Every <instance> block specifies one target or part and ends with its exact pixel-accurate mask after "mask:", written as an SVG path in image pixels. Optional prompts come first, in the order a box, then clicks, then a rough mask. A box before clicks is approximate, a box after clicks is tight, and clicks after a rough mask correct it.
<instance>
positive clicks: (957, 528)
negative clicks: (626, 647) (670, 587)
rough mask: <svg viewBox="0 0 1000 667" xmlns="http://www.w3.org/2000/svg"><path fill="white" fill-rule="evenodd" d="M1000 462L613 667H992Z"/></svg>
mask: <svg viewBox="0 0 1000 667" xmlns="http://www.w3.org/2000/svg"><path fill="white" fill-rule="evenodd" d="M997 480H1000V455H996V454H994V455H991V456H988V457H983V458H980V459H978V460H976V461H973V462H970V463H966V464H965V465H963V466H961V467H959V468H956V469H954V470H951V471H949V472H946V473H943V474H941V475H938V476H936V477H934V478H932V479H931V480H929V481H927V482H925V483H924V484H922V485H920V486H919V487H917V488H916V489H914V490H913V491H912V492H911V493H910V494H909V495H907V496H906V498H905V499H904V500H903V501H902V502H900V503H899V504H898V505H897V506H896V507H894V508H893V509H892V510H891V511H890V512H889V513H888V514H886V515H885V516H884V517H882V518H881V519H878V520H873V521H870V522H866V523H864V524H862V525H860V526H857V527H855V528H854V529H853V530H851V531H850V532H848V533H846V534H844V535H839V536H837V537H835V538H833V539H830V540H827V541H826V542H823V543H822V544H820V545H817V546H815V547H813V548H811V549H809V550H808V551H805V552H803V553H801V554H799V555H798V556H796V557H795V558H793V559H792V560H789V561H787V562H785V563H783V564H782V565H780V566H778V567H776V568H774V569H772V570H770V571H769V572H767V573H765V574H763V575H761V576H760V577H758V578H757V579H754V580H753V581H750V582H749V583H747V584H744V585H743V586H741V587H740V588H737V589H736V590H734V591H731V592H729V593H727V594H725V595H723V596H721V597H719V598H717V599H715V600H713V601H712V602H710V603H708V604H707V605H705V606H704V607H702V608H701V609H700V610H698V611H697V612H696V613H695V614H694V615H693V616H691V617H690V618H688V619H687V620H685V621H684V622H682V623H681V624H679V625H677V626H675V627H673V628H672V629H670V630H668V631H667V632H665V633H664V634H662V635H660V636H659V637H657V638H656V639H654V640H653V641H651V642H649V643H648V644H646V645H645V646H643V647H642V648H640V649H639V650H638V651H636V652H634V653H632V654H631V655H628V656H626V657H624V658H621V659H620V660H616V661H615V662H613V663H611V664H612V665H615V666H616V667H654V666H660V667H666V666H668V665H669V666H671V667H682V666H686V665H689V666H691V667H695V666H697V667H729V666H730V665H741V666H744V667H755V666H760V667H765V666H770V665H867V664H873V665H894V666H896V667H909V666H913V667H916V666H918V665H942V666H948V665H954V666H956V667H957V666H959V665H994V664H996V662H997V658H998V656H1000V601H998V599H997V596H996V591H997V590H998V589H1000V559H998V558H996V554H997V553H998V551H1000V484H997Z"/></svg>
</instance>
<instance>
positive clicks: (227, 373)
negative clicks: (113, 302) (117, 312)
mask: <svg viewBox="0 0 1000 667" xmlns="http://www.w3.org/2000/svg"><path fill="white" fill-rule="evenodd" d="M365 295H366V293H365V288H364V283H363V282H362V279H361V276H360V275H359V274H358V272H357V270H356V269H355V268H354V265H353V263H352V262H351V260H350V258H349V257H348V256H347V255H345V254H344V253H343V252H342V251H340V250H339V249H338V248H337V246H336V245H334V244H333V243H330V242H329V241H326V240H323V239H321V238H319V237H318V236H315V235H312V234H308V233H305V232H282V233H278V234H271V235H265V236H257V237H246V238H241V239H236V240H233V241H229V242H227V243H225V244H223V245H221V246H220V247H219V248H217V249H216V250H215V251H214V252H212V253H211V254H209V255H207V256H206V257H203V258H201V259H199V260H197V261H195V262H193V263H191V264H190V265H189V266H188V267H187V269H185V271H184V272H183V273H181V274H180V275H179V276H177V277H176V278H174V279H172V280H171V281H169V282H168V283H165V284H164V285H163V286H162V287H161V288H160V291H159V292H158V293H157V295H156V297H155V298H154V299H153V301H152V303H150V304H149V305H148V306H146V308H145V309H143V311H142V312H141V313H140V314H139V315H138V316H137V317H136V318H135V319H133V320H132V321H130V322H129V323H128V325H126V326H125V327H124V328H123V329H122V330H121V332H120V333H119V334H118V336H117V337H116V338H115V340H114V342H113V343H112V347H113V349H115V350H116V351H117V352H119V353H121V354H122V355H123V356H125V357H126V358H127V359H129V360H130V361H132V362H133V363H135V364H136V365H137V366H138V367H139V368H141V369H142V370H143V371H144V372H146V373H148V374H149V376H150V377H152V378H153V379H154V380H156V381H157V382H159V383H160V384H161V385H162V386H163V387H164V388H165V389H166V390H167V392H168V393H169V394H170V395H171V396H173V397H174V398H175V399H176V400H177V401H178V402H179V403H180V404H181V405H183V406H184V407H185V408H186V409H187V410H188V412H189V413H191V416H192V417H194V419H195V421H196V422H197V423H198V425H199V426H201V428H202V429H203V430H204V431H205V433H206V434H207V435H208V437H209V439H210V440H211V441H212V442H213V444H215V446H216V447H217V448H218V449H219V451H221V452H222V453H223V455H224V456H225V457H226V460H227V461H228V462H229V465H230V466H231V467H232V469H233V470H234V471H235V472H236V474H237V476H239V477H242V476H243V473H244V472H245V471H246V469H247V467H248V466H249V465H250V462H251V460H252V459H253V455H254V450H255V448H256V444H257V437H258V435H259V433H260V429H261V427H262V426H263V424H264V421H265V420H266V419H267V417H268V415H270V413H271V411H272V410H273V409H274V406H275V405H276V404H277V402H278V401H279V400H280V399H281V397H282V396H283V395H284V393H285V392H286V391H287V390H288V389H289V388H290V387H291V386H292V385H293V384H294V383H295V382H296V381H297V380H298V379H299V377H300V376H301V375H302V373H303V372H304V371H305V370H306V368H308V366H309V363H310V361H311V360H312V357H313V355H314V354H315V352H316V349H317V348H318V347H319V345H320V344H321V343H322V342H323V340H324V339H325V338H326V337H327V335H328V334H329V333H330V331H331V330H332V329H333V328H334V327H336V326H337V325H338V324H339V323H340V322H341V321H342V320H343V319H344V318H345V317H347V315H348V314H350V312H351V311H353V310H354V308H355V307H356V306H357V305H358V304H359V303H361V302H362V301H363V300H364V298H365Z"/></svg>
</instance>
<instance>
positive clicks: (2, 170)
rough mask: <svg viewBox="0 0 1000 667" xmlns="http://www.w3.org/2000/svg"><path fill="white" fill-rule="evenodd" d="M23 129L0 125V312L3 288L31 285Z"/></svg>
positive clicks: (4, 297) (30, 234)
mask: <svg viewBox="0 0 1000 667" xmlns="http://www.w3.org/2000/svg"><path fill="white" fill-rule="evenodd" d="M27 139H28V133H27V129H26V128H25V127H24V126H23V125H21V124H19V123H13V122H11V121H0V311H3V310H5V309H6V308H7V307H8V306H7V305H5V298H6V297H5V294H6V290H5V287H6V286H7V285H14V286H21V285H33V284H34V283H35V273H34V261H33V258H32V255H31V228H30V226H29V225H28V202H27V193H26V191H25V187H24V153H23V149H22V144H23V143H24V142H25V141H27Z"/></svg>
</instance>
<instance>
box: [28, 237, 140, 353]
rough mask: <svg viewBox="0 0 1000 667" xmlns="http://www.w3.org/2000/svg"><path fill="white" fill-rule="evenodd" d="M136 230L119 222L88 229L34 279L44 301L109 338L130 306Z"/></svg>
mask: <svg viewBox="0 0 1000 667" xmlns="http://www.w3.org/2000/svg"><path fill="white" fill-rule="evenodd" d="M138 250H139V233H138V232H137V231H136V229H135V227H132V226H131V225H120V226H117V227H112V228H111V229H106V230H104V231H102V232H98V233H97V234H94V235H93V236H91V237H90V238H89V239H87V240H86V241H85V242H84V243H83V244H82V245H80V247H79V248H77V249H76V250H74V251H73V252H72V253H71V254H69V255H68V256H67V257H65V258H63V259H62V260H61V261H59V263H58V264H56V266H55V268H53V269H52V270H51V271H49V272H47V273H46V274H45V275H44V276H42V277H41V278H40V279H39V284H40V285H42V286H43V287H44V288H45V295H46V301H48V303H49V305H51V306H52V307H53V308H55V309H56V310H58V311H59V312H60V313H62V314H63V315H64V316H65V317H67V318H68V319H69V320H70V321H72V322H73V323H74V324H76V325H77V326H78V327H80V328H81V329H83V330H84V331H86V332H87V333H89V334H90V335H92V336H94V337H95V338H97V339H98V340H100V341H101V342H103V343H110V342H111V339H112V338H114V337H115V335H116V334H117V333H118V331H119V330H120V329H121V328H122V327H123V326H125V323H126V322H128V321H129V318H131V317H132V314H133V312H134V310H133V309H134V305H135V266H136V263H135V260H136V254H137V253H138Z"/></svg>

What you have to do
Working from the data above, extract solely the lines from the one containing "positive clicks: (4, 297) (30, 234)" through the one containing "box: [28, 237, 140, 353]", exactly as they appear, both included.

Written response
positive clicks: (4, 297) (30, 234)
mask: <svg viewBox="0 0 1000 667" xmlns="http://www.w3.org/2000/svg"><path fill="white" fill-rule="evenodd" d="M27 139H28V133H27V129H26V128H25V127H24V126H23V125H21V124H19V123H13V122H11V121H0V311H3V310H5V309H6V308H7V307H8V306H7V305H5V298H6V297H5V294H6V290H5V287H6V286H7V285H14V286H21V285H33V284H34V283H35V273H34V261H33V258H32V255H31V228H30V226H29V225H28V202H27V193H26V191H25V187H24V153H23V149H22V144H23V143H24V142H25V141H27Z"/></svg>
</instance>
<instance>
box: [28, 237, 140, 353]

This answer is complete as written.